> Zu lösende Aufgaben
a) Wozu ist die Durchbiegung laut dem Textauszug über Verzeichnung mathematisch proportional?
b) Nenne alle Verzeichnungswerte aus dem Zahlenbeispiel im Textauszug über Verzeichnung, jeweils mit der zugehörigen Bildhöhe.

> Textauszug

Kissenförmige Verzeichnung ist also NICHT das Resultat POSITIVER, SONDERN in positiver Richtung ZUNEHMENDER Verzeichnung. Für den Laien kurioserweise kann kissenförmige Verzeichnung sogar dann auftreten, wenn die Verzeichnung am Bildrand negativ ist, nämlich beispielsweise wenn sie bei 70% Bildhöhe -1,5%, bei 80% Bildhöhe -1,2%, bei 90% Bildhöhe -0,8% und bei 100% Bildhöhe -0,2% beträgt (alle Werte sind negativ, aber sie nehmen nach außen hin zu!). Entscheidend für die Art der Durchbiegung ist nicht der Wert der Verzeichnung, sondern ihre Änderung. Mathematisch ausgedrückt ist die Durchbiegung nicht proportional zur Verzeichnung(skurve), sondern zu ihrer 1. Ableitung bzw. zu ihrem Gradienten. Wie das obige Zahlenbeispiel zeigt, kann sogar eine starke kissen- oder umgekehrt auch tonnenförmige Verzeichnung nahe dem Bildrand auftreten, wenn die Verzeichnung genau am Bildrand oder beim Foto in der Bildecke 0 % (Null %) beträgt. Dies zeigt, wie blödsinnig die von nahezu allen Fotozeitschriften bei Objektivtests angegebenen Verzeichnungswerte sind, die in (und nur in) der Bildecke gemessen werden.

> Gesammeltes Material
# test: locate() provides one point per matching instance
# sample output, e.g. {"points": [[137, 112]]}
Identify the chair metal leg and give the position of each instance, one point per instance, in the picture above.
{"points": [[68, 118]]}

> Antworten im Überblick
a) Zur 1. Ableitung der Verzeichnungskurve bzw. zu ihrem Gradienten.

b)
- 70 % Bildhöhe: -1,5 %
- 80 % Bildhöhe: -1,2 %
- 90 % Bildhöhe: -0,8 %
- 100 % Bildhöhe: -0,2 %